Incoming and outgoing text is sanitised, models are downloaded directly from Meta (securing the llm supply chain), and only authenticated VPN users can reach the service. The team notes that sophisticated prompt-injection attacks remain possible and plans stronger guardrails.

Data privacy and local deployment

No query leaves the NCCoE network, which removes the risk of external model training on sensitive data. Local hosting, however, demands rigorous patching and monitoring.

Evolving attack surface

Planned conversation memory will let the chatbot handle follow-up questions but could enable cross-session context attacks or unintended retention of sensitive text. Secure logging is also on the roadmap to improve visibility.

Real-world performance

During testing the team asked: “What are the steps involved in executing active scans as described in NIST SP 1800-30C: Securing Telehealth Remote Patient Monitoring Ecosystem?”

The chatbot answered with a nine-step checklist that matched the original wording and included a hyperlink plus a page 39 citation. Meta AI and OpenAI ChatGPT replied with abstract advice, omitted page numbers and skipped several tool-specific clicks.

The authors highlight this example to show that RAG can deliver task-ready content in seconds and gives users immediate proof of accuracy.

Lessons for implementation

Define the use case clearly – NCCoE focused on retrieval within its own publications.
Match the model to the hardware – The team tried Llama 3.1 405 B but dropped to 70 B after GPU tests.
Design for your infrastructure – Hardware limits drive choices such as chunk size and top-k.
Measure quality early – A 100-question test set and the RAGAS framework track answer quality.
Think about user trust – Page-level citations make it easy to verify any response.

Future directions

The next release aims to add conversation memory, richer security logging, better multi-user performance and more guardrails against new attacks.

The bottom line

NIST shows that a secure, accurate RAG chatbot is achievable with careful engineering and frank acknowledgement of remaining risks. The public draft of NIST IR 8579 offers a valuable reference for any security team planning to bring AI search tools behind the firewall.

******

Print out everything in the article on the NCCoE chatbot from "Planned conversation memory" down to "to improve visibility.". The listing is separate material and is not part of the article on the NCCoE chatbot.

# [Material supplied]

******

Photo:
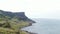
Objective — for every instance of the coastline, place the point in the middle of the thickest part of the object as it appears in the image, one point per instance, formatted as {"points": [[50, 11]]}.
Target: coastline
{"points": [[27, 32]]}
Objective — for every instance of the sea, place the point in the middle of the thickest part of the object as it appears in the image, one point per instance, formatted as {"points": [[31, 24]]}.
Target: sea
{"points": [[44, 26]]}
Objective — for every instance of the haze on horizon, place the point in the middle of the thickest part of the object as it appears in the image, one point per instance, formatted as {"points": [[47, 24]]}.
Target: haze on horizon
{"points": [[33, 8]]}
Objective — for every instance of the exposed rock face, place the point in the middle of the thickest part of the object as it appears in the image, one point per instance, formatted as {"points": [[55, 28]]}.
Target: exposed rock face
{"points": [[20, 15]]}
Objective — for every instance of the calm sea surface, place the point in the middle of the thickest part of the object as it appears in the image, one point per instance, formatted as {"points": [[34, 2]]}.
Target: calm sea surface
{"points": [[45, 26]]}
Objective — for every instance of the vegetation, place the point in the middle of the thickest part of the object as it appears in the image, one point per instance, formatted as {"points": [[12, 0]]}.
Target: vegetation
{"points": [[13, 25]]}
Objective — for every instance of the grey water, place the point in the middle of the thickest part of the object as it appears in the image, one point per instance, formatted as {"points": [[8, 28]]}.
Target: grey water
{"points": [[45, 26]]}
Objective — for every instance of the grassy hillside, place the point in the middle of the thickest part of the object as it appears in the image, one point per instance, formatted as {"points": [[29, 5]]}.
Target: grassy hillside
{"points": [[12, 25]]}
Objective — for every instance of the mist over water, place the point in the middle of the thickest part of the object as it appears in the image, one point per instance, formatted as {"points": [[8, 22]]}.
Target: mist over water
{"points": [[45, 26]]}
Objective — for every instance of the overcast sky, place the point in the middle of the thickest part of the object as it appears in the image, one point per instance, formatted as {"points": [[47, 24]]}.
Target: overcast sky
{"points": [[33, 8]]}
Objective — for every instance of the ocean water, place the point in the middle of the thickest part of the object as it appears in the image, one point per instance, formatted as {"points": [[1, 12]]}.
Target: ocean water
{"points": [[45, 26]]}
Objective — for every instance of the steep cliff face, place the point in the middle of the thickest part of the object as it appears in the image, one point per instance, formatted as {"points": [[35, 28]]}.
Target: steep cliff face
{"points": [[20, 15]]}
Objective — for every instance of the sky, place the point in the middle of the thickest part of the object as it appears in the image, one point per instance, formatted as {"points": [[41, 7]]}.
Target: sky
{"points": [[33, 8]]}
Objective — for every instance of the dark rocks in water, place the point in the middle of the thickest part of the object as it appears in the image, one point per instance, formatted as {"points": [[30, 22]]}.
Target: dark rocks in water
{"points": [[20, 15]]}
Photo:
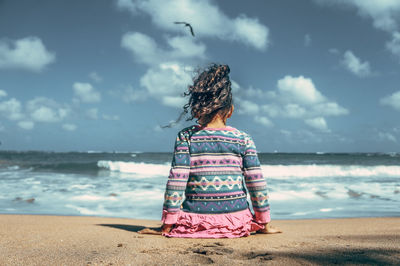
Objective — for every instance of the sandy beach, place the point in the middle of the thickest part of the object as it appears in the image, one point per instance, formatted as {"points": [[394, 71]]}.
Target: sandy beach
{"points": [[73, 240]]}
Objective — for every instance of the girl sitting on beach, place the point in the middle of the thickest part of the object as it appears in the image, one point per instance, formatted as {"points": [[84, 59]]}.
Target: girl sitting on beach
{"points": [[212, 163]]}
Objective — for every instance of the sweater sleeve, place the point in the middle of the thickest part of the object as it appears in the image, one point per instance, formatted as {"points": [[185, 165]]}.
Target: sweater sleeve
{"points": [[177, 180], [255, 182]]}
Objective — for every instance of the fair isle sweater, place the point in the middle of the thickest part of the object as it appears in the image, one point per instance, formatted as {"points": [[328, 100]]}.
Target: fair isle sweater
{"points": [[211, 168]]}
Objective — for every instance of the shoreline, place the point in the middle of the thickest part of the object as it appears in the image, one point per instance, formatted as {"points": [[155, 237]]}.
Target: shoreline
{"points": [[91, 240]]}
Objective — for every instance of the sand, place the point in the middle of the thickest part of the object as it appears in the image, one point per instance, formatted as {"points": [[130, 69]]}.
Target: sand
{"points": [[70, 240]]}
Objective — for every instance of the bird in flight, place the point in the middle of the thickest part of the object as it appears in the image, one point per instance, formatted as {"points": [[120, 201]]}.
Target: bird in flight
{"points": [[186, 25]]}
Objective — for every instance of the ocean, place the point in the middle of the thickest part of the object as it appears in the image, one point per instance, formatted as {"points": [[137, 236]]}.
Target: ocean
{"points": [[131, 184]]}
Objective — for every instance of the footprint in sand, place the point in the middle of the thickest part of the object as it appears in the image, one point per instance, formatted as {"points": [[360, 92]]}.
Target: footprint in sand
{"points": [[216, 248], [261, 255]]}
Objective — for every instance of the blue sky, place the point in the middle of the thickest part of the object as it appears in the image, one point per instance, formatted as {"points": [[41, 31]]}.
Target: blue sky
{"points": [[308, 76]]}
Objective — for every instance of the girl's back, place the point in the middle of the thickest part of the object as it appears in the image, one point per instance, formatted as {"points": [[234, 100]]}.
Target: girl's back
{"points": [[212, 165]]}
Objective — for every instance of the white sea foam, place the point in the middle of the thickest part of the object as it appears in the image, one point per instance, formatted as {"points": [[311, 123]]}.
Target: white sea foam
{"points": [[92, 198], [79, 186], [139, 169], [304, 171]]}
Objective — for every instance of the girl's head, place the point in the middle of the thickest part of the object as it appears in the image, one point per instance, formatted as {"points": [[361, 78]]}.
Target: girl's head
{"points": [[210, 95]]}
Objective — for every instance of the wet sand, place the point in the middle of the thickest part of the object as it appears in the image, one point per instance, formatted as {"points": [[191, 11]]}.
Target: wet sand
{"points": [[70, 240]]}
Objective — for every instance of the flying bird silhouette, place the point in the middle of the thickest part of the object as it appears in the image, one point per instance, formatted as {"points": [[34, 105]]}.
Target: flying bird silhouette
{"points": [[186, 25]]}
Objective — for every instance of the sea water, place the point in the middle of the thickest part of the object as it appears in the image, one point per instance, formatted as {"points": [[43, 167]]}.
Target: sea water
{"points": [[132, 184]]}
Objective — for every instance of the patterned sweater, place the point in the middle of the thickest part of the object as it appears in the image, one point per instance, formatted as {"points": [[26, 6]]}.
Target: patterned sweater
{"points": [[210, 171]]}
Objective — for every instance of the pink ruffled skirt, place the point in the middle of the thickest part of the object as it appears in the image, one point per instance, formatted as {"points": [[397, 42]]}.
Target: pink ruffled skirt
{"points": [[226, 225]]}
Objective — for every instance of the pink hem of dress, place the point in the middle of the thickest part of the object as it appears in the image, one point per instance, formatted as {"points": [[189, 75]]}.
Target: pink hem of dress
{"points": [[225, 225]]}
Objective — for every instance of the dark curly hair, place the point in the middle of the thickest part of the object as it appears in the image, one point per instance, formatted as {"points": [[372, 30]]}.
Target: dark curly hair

******

# [Reply]
Planned conversation memory will let the chatbot handle follow-up questions but could enable cross-session context attacks or unintended retention of sensitive text. Secure logging is also on the roadmap to improve visibility.